Copy the following records word for word, without changing anything.

## Begin

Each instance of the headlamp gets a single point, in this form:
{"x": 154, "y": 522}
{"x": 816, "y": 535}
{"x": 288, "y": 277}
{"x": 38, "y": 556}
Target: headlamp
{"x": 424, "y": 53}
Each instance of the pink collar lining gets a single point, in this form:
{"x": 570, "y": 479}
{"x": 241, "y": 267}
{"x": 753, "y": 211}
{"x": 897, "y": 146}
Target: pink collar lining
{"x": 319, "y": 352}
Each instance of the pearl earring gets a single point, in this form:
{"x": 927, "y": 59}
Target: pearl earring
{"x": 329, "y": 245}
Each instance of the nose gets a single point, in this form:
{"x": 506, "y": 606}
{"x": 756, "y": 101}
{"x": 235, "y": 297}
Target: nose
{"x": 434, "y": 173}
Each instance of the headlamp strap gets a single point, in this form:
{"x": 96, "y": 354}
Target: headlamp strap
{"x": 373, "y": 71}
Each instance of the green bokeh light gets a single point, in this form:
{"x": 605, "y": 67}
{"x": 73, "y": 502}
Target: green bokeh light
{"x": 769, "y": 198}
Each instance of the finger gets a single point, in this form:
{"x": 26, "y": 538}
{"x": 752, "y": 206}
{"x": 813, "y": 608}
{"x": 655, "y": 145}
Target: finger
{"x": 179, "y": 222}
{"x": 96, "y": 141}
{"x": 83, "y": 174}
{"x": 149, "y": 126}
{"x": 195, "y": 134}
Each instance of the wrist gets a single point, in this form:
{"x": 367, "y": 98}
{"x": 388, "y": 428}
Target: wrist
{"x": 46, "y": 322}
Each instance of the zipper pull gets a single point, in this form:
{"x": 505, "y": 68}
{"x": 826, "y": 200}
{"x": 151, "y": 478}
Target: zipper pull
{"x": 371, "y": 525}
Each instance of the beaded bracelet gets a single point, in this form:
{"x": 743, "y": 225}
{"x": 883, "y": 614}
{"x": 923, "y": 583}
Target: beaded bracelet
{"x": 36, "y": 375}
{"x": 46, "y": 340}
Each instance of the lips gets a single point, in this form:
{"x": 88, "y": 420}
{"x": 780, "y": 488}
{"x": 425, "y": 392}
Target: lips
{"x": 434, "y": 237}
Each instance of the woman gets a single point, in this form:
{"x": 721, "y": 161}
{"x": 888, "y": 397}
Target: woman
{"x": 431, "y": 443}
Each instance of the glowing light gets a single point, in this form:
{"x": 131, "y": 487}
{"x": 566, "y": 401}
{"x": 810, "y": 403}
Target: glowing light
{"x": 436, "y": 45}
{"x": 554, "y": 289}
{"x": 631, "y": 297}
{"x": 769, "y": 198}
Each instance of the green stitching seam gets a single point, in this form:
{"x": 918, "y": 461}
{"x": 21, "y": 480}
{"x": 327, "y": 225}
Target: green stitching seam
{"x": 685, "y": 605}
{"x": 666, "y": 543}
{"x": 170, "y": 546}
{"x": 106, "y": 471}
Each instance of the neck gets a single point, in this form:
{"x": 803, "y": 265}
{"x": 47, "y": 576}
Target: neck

## End

• [Written reply]:
Each instance of the headlamp gets a single point, in this form:
{"x": 154, "y": 522}
{"x": 816, "y": 535}
{"x": 288, "y": 277}
{"x": 38, "y": 556}
Target: headlamp
{"x": 424, "y": 53}
Each instance of the pink collar lining gets a single point, in this form:
{"x": 570, "y": 479}
{"x": 241, "y": 267}
{"x": 753, "y": 211}
{"x": 897, "y": 146}
Target: pink collar lining
{"x": 319, "y": 352}
Each instance of the pearl earring gets a single point, in this form:
{"x": 927, "y": 59}
Target: pearl earring
{"x": 329, "y": 245}
Each instance of the nose gets a single point, in this form:
{"x": 506, "y": 606}
{"x": 756, "y": 101}
{"x": 235, "y": 297}
Target: nose
{"x": 434, "y": 173}
Each instance of the headlamp strap gets a single point, in this form:
{"x": 96, "y": 354}
Target: headlamp strap
{"x": 373, "y": 71}
Each instance of the green bokeh light gets a single point, in this form:
{"x": 605, "y": 67}
{"x": 73, "y": 502}
Target: green bokeh light
{"x": 769, "y": 198}
Each instance of the finger gets a single point, in this form:
{"x": 26, "y": 538}
{"x": 752, "y": 206}
{"x": 813, "y": 608}
{"x": 655, "y": 145}
Target: finger
{"x": 179, "y": 222}
{"x": 96, "y": 141}
{"x": 83, "y": 174}
{"x": 149, "y": 126}
{"x": 195, "y": 134}
Each instance of the wrist gets a single point, in this form:
{"x": 367, "y": 98}
{"x": 388, "y": 428}
Target: wrist
{"x": 46, "y": 322}
Each instance of the zipper pull gets a single point, in this form:
{"x": 505, "y": 68}
{"x": 826, "y": 200}
{"x": 151, "y": 478}
Target: zipper pull
{"x": 371, "y": 525}
Each instance of the beaded bracelet gets a single point, in this form:
{"x": 743, "y": 225}
{"x": 883, "y": 614}
{"x": 923, "y": 583}
Target: beaded bracelet
{"x": 36, "y": 375}
{"x": 46, "y": 340}
Each instance of the lips gets a single point, in this form:
{"x": 88, "y": 420}
{"x": 780, "y": 488}
{"x": 425, "y": 392}
Target: lips
{"x": 434, "y": 237}
Each instance of the woman gets a single point, in this form:
{"x": 721, "y": 161}
{"x": 888, "y": 397}
Target: woman
{"x": 431, "y": 443}
Each instance of the glowing light gets a single point, in this form:
{"x": 131, "y": 487}
{"x": 566, "y": 401}
{"x": 810, "y": 403}
Target: glowing light
{"x": 436, "y": 45}
{"x": 554, "y": 289}
{"x": 631, "y": 297}
{"x": 769, "y": 198}
Each instance of the green stitching seam gets a single point, in this form:
{"x": 918, "y": 461}
{"x": 21, "y": 480}
{"x": 327, "y": 225}
Target: green stitching seam
{"x": 685, "y": 605}
{"x": 666, "y": 543}
{"x": 170, "y": 546}
{"x": 106, "y": 471}
Each instance of the neck gets a single point, in this form:
{"x": 803, "y": 265}
{"x": 47, "y": 576}
Target: neck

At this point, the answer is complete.